**Problem to solve:**
Please start at the first line of the records beneath and quote each line exactly, ending with the line containing "Return the mask of every instance of the man".
--------------------------------------------------
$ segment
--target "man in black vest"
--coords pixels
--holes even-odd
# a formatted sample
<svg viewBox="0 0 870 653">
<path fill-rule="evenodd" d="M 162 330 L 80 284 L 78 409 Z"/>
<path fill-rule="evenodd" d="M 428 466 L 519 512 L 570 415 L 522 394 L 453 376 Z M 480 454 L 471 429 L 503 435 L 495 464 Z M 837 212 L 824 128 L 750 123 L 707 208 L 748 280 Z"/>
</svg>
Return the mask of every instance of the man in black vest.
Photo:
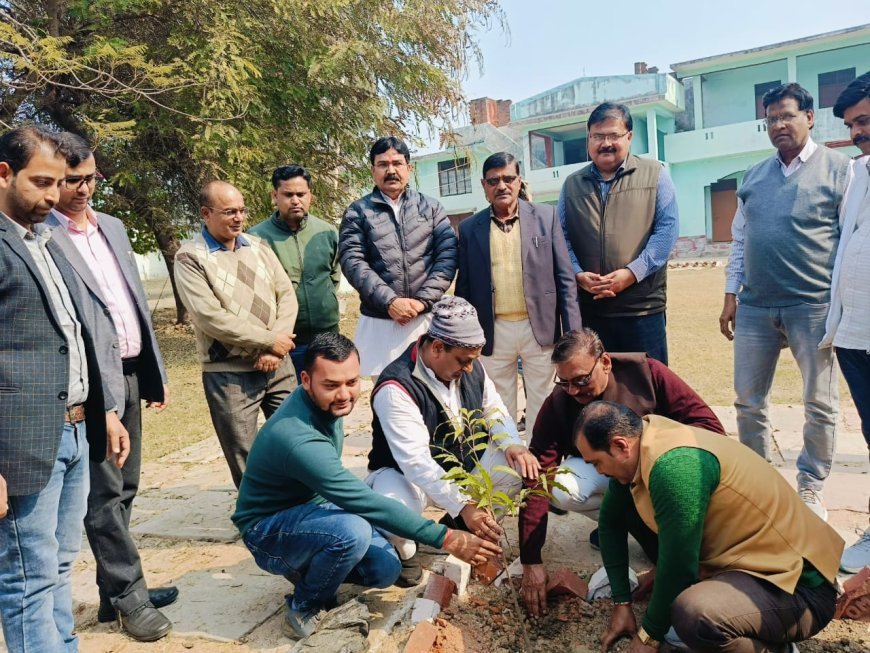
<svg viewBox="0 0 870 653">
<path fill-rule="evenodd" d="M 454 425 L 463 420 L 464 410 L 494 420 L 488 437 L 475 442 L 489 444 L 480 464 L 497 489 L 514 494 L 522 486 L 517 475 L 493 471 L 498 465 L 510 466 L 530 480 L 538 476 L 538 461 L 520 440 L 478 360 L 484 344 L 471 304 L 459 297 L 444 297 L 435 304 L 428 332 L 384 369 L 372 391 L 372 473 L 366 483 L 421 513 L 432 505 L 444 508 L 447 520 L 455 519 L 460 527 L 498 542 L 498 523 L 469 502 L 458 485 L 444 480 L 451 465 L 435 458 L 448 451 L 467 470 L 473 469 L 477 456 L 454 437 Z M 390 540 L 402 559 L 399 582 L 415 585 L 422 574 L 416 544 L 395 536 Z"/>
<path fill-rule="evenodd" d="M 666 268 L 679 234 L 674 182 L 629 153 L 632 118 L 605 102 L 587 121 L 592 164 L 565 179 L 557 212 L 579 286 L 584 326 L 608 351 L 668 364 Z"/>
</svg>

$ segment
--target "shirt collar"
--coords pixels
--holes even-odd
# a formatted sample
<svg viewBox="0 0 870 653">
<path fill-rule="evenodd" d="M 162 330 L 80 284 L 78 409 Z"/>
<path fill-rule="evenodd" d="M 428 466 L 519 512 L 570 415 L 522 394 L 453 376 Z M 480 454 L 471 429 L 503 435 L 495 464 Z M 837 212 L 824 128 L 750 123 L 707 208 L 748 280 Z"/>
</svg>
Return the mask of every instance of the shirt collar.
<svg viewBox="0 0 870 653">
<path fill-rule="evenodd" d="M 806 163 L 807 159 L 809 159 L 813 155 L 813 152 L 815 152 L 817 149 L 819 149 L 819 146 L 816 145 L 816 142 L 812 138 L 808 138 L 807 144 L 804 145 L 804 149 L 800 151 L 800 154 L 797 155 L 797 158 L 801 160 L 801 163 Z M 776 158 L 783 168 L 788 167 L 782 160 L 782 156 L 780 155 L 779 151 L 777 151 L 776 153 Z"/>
--------------------------------------------------
**Written solution:**
$ segment
--target "man in black vest"
--coords pixels
--holes even-odd
# a formatted sample
<svg viewBox="0 0 870 653">
<path fill-rule="evenodd" d="M 162 330 L 80 284 L 78 409 Z"/>
<path fill-rule="evenodd" d="M 428 466 L 519 512 L 570 415 L 522 394 L 453 376 Z M 480 454 L 471 429 L 503 435 L 495 464 Z M 837 212 L 824 128 L 750 123 L 707 208 L 748 280 Z"/>
</svg>
Return the mask of every instance of the man in black vest.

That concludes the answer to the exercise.